» **INPUT DATA**

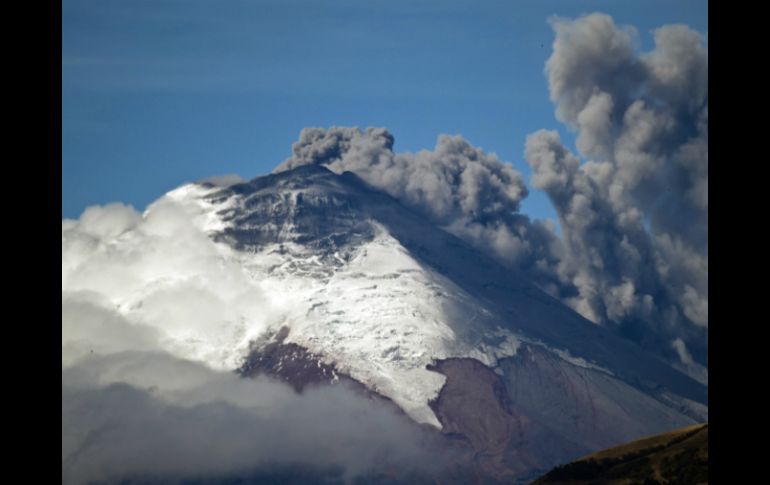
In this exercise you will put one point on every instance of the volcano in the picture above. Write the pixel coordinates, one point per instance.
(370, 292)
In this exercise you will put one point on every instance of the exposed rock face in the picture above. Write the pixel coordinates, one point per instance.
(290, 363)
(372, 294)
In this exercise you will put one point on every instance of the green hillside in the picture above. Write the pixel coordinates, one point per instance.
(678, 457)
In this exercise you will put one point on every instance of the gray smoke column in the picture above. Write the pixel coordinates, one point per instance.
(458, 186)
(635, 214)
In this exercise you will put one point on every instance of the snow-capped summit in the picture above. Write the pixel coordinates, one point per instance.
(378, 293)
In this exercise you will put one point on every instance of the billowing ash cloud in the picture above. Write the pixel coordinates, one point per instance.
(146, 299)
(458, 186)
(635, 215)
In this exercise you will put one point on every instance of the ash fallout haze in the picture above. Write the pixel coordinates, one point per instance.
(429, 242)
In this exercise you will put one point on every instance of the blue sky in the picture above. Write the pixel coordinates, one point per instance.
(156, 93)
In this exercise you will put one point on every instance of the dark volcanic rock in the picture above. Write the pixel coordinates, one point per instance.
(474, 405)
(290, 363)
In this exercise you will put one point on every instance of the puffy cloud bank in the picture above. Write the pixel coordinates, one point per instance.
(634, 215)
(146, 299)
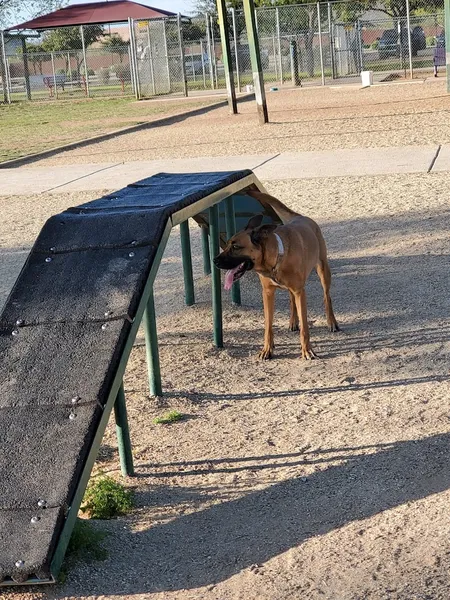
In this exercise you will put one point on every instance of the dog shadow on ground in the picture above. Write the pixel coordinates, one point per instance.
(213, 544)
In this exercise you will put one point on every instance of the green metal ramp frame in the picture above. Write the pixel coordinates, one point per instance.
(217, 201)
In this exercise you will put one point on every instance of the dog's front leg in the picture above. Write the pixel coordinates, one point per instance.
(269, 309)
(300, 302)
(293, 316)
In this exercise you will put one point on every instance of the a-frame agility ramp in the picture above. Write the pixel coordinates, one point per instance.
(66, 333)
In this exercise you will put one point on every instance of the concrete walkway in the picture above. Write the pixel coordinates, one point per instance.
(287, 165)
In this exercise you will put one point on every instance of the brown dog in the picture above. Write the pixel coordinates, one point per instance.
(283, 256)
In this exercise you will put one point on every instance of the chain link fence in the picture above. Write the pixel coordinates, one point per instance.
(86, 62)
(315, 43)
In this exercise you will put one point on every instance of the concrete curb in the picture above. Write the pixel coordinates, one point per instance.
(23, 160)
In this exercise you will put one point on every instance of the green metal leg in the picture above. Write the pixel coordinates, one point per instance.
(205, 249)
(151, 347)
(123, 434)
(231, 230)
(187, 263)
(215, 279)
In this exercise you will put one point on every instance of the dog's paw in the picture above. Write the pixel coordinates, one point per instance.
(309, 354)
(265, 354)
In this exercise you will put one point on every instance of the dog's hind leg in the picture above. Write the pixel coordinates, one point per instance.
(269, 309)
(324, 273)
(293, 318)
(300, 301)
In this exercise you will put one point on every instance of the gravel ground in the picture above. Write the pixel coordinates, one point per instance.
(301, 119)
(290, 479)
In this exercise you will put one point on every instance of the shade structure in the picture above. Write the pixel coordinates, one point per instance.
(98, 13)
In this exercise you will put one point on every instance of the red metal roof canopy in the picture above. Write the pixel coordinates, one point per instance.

» **WHAT TO PRODUCE**
Repeat the entries word for word and skip the pictures.

» **THE COMPLETED TASK**
In this exercise you will put one point on every instance of the volcano in the picture above. Write the pixel coordinates, one point per instance.
(370, 292)
In this exercise you will put one point on every instance of the exposed rock face in the picture above. Write the pixel coordinates, one point per instance.
(290, 363)
(372, 294)
In this exercise you will put one point on every instance of the green hillside in the picture above. Write the pixel coordinates, one point per instance.
(678, 457)
In this exercise you will put one point on every instance of the gray smoke column in the picture above. Write the pixel coordinates, one point per instance.
(458, 186)
(635, 214)
In this exercise you will put one point on every instance of the snow-capped summit in the picture above. Write the pixel coordinates, one point per instance.
(378, 293)
In this exercise you will put one point on every instance of the billowing ash cloud in the picture above. Write the pixel coordinates, one point per instance.
(146, 299)
(458, 186)
(635, 215)
In this exercise you will put one point on every instance of the ash fallout haze in the picture above. Write the pixel coordinates, one point per instance.
(429, 242)
In this exercise you will put one point on every instance of the blue sky in the picture above. Write the pixel coordinates, one point per instance.
(156, 93)
In this exercise you will put one point on every instance of the dark volcanic rock in the picture above. Write the pixel coordinates, one point per instance.
(474, 405)
(290, 363)
In this exercise you will put one point on every instance of the puffy cloud bank in the picture above. Write the pixel coordinates, one point per instance.
(634, 215)
(146, 299)
In this exercise you will put one point on every instance of the dog shadow on ground in the picture above. Write the pixel coordinates, one point per instance.
(213, 544)
In this exercise you will put one point on every instance of the green metal ramp frame in the picture above. Write the pixel coordinates, one point per instance.
(217, 201)
In this exercise you will put one point on every instance of the dog's front leg in the picture above. Write the pixel coordinates, one point per instance.
(269, 309)
(300, 302)
(293, 316)
In this exercise you will put one point on every instance of the a-frame agility ramp in the picture above. Write the pixel coordinates, one point per instance.
(66, 333)
In this exercise you will put one point on every instance of the concrete walkway in the picture above. Write the pixel coordinates, one point per instance.
(287, 165)
In this exercise you will put one point on every instance of the brown dog in the picture above. Write the pixel coordinates, one point per instance.
(283, 256)
In this exercise you will put one point on every instance of the chain link fence in the picture above. Write the pixel coordinates, one point per instance.
(86, 62)
(315, 43)
In this exercise you will put one point on every instance of the concrete curb in the picture above. Write the pixel coordinates, one point per instance.
(23, 160)
In this exercise you will put one point on every instance of the green metal leg in the picture above. Write the pixel coordinates, one point per instance.
(205, 249)
(151, 347)
(123, 434)
(231, 230)
(187, 263)
(215, 279)
In this exercise you will put one point on every instance of the dog's paw in the picture above. Write the pixel coordinates, one point per instance.
(309, 354)
(265, 354)
In this exercise you will put one point on every instance of the dog's hind leg in the picture above. Write the pixel coordinates, one point per instance.
(269, 309)
(324, 273)
(293, 318)
(300, 301)
In this exercise you will put one point on every instance of the gravel ground in the picture above. Write the pixel coordinates, one point per instance.
(301, 119)
(290, 479)
In this exercise you will put one point on every instance of the shade structure in the picture above. Write the pixel coordinates, one point per instance.
(98, 13)
In this exercise you will put one point on every instance of the red metal roof canopy in the picture above. Write the pixel coordinates, one point per instance.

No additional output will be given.